Transcribe, without alteration, the line that includes "[spot] the utility" and each line after it until the records end, omitting all that precede it.

▼

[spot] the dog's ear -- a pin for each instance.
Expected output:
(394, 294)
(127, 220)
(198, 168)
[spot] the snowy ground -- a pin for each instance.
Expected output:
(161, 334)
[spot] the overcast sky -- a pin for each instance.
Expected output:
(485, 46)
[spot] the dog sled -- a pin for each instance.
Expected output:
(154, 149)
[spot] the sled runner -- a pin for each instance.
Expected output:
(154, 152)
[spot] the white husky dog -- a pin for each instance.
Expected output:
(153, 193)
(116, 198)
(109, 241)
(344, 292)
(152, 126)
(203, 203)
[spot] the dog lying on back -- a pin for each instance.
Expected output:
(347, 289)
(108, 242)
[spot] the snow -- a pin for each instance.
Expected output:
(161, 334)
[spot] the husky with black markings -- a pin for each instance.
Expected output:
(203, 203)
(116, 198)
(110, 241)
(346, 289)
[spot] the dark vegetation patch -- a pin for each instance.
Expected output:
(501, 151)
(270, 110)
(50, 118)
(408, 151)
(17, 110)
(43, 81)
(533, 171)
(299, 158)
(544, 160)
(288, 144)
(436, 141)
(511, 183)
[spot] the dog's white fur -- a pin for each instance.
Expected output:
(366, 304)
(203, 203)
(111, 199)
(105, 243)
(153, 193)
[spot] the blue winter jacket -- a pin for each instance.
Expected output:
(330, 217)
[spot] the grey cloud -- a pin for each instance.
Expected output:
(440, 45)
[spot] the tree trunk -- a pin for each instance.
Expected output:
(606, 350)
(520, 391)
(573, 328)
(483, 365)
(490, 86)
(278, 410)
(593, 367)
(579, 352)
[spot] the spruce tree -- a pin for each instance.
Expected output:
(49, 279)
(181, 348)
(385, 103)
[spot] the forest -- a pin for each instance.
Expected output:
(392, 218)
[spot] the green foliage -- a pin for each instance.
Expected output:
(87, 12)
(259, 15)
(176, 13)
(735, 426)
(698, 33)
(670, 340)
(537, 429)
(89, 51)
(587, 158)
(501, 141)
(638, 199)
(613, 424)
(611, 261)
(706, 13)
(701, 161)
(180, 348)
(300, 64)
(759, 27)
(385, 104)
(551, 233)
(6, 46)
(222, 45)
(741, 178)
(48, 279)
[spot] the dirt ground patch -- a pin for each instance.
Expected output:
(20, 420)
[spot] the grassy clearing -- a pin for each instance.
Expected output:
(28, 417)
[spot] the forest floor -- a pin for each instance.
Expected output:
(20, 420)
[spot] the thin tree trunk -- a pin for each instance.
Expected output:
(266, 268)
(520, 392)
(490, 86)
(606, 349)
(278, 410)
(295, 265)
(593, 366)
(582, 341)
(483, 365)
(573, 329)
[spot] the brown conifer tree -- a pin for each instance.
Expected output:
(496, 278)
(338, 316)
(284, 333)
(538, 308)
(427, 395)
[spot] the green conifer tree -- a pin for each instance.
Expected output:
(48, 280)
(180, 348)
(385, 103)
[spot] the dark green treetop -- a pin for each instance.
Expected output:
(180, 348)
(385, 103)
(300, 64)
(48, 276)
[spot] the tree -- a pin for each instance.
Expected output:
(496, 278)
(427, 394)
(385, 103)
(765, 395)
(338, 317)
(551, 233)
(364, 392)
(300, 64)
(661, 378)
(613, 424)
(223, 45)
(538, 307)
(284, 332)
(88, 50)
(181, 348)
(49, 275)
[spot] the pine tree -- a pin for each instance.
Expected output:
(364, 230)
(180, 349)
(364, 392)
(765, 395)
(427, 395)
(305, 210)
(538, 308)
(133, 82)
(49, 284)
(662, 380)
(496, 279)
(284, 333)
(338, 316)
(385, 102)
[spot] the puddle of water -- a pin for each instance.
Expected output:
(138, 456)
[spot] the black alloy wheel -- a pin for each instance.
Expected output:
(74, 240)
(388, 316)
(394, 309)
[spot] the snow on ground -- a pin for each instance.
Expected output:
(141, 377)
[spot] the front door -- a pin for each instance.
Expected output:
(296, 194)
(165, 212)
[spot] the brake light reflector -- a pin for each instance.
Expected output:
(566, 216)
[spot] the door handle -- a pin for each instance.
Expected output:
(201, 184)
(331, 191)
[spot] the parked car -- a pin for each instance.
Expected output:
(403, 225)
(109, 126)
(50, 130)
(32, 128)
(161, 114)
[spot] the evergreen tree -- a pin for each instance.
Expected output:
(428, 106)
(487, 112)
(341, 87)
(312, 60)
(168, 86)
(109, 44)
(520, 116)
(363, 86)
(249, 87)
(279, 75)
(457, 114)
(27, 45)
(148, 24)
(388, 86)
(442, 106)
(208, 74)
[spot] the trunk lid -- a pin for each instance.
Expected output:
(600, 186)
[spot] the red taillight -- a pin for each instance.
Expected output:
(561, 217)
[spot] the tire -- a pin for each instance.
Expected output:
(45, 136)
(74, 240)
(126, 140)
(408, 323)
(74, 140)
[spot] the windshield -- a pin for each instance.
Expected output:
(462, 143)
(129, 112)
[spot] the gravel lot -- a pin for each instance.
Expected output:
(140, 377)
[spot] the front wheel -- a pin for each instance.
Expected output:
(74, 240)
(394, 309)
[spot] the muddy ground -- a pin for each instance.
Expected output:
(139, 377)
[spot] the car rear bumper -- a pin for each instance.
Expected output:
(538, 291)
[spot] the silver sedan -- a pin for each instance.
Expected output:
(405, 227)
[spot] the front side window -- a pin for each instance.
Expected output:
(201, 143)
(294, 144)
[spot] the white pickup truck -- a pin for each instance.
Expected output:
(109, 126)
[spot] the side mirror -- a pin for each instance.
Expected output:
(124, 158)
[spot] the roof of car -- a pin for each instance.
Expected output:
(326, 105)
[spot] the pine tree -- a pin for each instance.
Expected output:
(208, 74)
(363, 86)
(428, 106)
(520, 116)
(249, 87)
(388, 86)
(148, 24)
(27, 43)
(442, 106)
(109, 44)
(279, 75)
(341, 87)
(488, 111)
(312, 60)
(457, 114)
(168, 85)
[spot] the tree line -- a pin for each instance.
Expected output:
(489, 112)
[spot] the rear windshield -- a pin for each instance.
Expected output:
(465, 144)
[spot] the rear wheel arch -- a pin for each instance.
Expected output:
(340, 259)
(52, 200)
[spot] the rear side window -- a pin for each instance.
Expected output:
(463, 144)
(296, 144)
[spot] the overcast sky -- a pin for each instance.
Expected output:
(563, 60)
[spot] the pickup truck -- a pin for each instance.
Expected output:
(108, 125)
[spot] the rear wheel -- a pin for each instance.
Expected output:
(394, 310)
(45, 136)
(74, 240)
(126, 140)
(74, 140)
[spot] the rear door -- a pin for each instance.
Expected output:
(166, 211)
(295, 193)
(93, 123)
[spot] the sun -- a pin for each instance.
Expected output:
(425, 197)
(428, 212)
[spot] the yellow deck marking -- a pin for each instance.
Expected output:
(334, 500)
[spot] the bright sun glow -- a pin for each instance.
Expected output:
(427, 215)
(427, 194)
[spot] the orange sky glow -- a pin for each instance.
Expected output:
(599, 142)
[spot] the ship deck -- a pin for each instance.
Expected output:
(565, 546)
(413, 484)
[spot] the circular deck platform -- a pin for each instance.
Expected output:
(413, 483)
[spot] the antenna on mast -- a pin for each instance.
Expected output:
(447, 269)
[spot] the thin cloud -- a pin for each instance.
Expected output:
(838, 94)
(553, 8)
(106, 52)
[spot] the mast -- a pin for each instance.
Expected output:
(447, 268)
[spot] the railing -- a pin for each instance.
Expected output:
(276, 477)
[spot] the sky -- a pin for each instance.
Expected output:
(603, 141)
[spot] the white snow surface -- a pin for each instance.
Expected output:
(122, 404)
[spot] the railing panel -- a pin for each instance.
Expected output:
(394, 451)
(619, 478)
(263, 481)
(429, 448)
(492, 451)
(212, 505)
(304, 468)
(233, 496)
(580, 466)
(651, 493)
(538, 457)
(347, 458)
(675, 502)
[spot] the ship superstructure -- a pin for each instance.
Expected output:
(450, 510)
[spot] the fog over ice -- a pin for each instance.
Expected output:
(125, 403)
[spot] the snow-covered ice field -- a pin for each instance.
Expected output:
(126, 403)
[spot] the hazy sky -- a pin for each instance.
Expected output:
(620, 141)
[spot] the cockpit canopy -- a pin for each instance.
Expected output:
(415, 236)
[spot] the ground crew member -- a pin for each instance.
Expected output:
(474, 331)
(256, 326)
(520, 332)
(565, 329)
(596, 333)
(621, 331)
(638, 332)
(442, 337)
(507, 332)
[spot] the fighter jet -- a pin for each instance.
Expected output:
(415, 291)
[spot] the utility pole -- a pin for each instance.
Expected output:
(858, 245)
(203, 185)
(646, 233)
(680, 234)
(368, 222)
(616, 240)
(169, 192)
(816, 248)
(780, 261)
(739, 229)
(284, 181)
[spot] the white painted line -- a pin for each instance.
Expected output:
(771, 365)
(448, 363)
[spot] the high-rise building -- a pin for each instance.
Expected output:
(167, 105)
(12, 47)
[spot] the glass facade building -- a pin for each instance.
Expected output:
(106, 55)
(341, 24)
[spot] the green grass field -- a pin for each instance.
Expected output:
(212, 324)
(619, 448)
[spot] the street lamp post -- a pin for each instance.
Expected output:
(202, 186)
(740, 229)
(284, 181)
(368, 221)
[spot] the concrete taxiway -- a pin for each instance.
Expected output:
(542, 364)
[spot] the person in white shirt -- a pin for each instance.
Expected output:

▲

■ Written solution
[spot] the utility pole -- a pin for each instance.
Expected output:
(858, 245)
(203, 185)
(646, 233)
(680, 234)
(368, 222)
(616, 240)
(169, 192)
(816, 248)
(780, 261)
(739, 229)
(284, 181)
[spot] the white painted line -- a pin for each instance.
Expected output:
(771, 365)
(448, 363)
[spot] the high-rise building -- a pin for each instance.
Expected output:
(167, 105)
(12, 47)
[spot] the glass facade building -- a pin for each instance.
Expected output:
(106, 55)
(341, 24)
[spot] the green grass field -- a pin for each instance.
Expected output:
(212, 324)
(619, 448)
[spot] the street lamp post -- a pin for each instance.
Expected output:
(202, 186)
(740, 229)
(284, 181)
(368, 221)
[spot] the concrete taxiway -- a pin for each instance.
Expected output:
(542, 364)
[spot] the person in white shirt -- a pin for each instance.
Expected output:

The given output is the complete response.